### Prompt:
Nothing before the line containing "[segment] white ceiling" belongs in the answer; quote that line and all lines after it through the end of the material, word for word.

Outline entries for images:
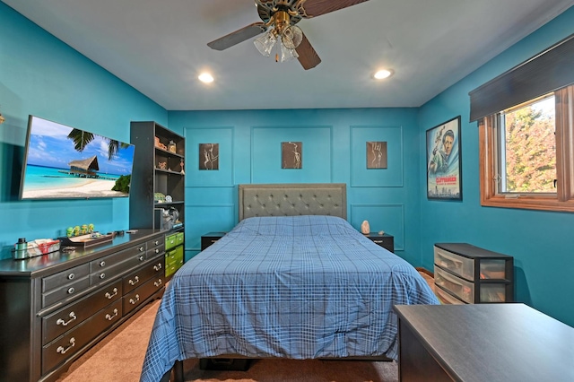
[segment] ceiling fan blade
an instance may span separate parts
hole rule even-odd
[[[366,1],[369,0],[307,0],[303,3],[303,9],[307,17],[317,17]]]
[[[303,69],[312,69],[321,63],[321,58],[317,54],[311,43],[309,42],[307,36],[303,33],[301,43],[295,48],[295,51],[299,55],[297,59],[300,63]]]
[[[267,30],[267,27],[265,22],[254,22],[212,42],[208,42],[207,46],[215,50],[227,49],[239,42],[243,42],[252,37],[256,37],[265,30]]]

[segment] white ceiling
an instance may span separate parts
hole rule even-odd
[[[260,21],[253,0],[2,1],[169,110],[418,107],[573,4],[370,0],[298,24],[322,59],[305,71],[207,47]]]

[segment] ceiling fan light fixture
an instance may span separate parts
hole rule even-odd
[[[284,63],[285,61],[291,61],[292,59],[298,58],[299,55],[295,49],[291,49],[285,46],[285,44],[281,44],[281,62]]]
[[[385,78],[388,78],[393,75],[393,71],[390,69],[381,69],[378,72],[375,73],[374,77],[377,80],[384,80]]]
[[[211,83],[213,82],[213,76],[209,73],[202,73],[197,78],[204,83]]]
[[[253,41],[253,44],[255,44],[255,48],[257,48],[262,56],[268,57],[271,56],[271,51],[273,50],[273,47],[275,46],[275,42],[277,42],[277,38],[273,30],[269,30],[257,38],[255,41]]]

### Solution to the exercise:
[segment] white ceiling
an instance may span separate parts
hole rule even-odd
[[[260,21],[253,0],[2,1],[169,110],[418,107],[573,4],[370,0],[298,24],[322,59],[305,71],[207,47]]]

[segment] ceiling fan light fixture
an instance may span separate parts
hole rule even-odd
[[[284,63],[285,61],[291,61],[292,59],[298,58],[299,55],[295,49],[291,49],[285,46],[285,44],[281,44],[281,62]]]
[[[385,78],[388,78],[393,75],[393,71],[390,69],[381,69],[378,72],[375,73],[374,77],[377,80],[384,80]]]
[[[211,83],[213,82],[213,76],[209,73],[202,73],[197,78],[204,83]]]
[[[253,41],[253,44],[255,44],[255,48],[257,48],[262,56],[268,57],[271,56],[271,51],[273,50],[273,47],[275,46],[275,42],[277,42],[277,38],[273,30],[269,30],[257,38],[255,41]]]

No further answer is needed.